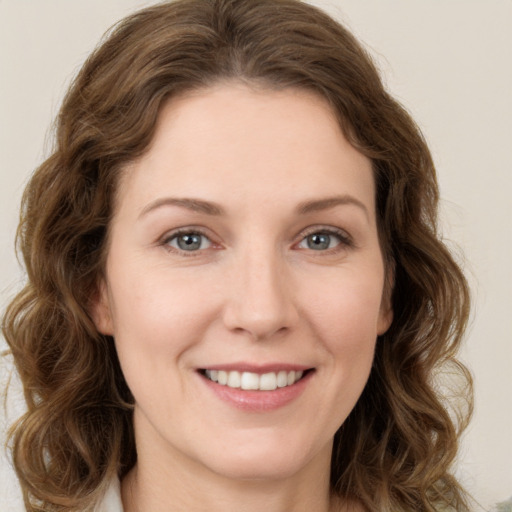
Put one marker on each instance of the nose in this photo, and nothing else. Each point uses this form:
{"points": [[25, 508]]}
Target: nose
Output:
{"points": [[260, 300]]}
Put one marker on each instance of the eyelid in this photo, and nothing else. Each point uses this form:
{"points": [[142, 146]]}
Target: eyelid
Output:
{"points": [[164, 240], [346, 239]]}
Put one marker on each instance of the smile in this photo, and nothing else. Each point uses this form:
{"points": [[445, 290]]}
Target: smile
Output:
{"points": [[250, 381]]}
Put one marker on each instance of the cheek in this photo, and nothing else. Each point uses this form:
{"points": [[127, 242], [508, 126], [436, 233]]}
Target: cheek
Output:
{"points": [[157, 318]]}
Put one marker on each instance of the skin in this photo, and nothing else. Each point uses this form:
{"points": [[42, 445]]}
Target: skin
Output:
{"points": [[255, 291]]}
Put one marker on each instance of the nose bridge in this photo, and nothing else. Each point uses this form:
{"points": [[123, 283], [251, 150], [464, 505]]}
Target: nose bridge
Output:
{"points": [[260, 300]]}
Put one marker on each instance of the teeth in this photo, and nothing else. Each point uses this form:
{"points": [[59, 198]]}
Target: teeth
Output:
{"points": [[254, 381]]}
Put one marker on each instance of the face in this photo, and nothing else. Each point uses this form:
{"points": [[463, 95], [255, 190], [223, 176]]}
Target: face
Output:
{"points": [[244, 282]]}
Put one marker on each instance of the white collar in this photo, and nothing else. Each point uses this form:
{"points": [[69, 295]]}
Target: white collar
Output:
{"points": [[111, 502]]}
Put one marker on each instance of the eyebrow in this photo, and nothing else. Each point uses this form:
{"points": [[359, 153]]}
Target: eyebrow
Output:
{"points": [[195, 205], [326, 203], [209, 208]]}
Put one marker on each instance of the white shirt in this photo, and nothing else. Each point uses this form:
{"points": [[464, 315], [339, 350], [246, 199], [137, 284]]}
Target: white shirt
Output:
{"points": [[112, 500]]}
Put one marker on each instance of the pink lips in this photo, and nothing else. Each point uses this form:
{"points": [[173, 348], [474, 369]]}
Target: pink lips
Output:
{"points": [[259, 401]]}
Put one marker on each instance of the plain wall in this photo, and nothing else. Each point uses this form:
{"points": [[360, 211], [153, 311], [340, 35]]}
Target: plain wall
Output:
{"points": [[449, 62]]}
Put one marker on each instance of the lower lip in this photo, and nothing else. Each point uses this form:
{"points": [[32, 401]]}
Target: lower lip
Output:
{"points": [[259, 401]]}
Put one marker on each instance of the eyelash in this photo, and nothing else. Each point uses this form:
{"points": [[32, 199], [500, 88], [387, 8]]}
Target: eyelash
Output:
{"points": [[345, 240]]}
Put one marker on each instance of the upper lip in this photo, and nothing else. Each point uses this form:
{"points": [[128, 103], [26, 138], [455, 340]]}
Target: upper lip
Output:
{"points": [[258, 368]]}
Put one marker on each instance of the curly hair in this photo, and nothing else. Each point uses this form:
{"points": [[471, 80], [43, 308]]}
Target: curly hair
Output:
{"points": [[396, 449]]}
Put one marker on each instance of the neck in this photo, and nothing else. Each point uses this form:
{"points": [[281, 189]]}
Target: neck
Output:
{"points": [[180, 486], [166, 479]]}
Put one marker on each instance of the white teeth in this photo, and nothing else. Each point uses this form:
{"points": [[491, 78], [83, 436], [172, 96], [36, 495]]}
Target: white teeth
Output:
{"points": [[282, 379], [234, 379], [268, 382], [254, 381], [250, 381]]}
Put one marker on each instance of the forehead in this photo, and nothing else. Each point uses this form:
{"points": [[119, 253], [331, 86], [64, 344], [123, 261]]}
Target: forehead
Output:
{"points": [[234, 143]]}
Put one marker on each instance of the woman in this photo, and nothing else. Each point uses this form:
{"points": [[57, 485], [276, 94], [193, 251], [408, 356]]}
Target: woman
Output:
{"points": [[236, 297]]}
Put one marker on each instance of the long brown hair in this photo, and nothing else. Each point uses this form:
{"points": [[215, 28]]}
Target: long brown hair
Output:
{"points": [[395, 451]]}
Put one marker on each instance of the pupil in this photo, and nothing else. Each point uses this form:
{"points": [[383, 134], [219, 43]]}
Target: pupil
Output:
{"points": [[318, 241], [189, 242]]}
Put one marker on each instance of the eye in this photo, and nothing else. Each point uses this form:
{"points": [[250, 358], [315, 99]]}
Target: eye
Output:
{"points": [[323, 240], [188, 241]]}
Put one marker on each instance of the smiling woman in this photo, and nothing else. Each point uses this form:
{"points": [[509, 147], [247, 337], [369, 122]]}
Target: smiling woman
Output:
{"points": [[237, 298]]}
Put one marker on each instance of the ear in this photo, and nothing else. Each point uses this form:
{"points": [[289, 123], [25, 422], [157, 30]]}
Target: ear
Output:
{"points": [[386, 307], [101, 310]]}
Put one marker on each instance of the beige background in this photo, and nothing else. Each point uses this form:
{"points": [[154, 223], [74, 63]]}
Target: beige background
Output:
{"points": [[449, 62]]}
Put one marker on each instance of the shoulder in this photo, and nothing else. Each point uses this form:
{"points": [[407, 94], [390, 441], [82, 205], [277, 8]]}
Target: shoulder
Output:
{"points": [[12, 406]]}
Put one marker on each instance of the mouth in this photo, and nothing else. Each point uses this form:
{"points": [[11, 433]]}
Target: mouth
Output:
{"points": [[250, 381]]}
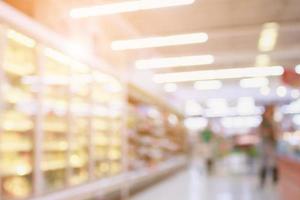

Assigned task ::
A count is needed of the lines above that hold the word "upper"; give that count and no other text.

Finished exercise ::
2